# Extracted records:
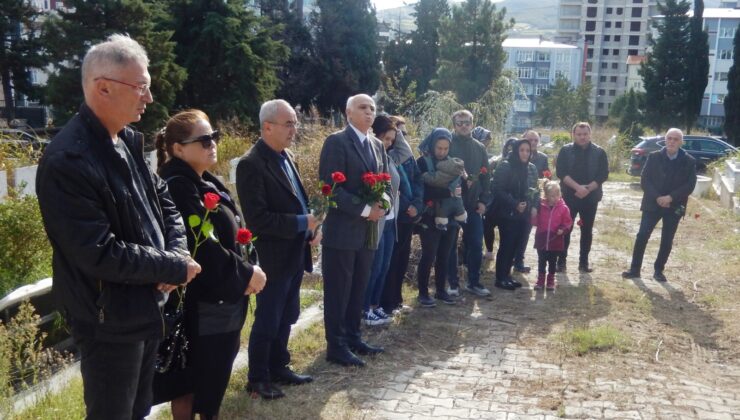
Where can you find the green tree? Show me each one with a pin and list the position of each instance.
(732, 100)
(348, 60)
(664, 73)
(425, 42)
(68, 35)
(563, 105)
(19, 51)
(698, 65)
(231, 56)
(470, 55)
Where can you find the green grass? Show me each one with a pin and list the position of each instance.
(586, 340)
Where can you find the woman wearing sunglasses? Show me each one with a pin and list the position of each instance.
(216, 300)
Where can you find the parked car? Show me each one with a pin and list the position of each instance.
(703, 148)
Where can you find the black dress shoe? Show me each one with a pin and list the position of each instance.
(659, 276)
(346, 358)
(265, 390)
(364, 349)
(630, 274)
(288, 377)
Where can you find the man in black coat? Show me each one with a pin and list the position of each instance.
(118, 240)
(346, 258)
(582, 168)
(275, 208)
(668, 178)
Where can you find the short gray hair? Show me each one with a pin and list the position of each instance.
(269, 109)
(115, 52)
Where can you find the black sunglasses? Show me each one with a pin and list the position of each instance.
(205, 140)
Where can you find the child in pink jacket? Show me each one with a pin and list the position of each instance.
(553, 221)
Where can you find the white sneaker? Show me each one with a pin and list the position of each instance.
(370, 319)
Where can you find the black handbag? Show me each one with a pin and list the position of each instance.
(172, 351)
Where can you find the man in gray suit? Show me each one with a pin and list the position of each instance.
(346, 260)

# Task prompt:
Repeat the listing verbatim without its pictures.

# Task answer:
Where can you find the green tree? Show me each one with a pin and list the position of each instance.
(732, 100)
(348, 60)
(664, 73)
(425, 42)
(68, 35)
(563, 105)
(19, 51)
(698, 65)
(231, 56)
(470, 55)
Where can you find the green grass? Show me each one with a pin and list the position of each instance.
(586, 340)
Where can you find the woman wearing sunglasses? Show me each one with a pin and list the position of each instance.
(216, 300)
Where can you find the parked car? Show me each one with a pin and list the position of each instance.
(703, 148)
Where can you find the black dress shoe? Show me each one with a pin and list the position of each instance.
(659, 276)
(346, 358)
(265, 390)
(364, 349)
(630, 274)
(288, 377)
Where can you find the man in black coat? Show me each one with a pin and list the position of each instance.
(118, 240)
(346, 258)
(582, 168)
(275, 208)
(668, 178)
Where can you find the short gray hair? Show me each one with a pin and list the position of each instance.
(269, 109)
(115, 52)
Where can you find the black sunglasses? Show me each one with a pin and list the position of each instance.
(205, 140)
Where can you find the child in pink jacket? Show me each one with a pin and list the position of each instance.
(553, 221)
Where can you find the white sneaker? Show me each one with a pin and list the position of each instance.
(370, 319)
Where can you find the black handbag? Show me each one with a pin and list the position of each instance.
(172, 351)
Where can you find the man in gray suit? Show me each one with a pin and list the position of each instance.
(346, 260)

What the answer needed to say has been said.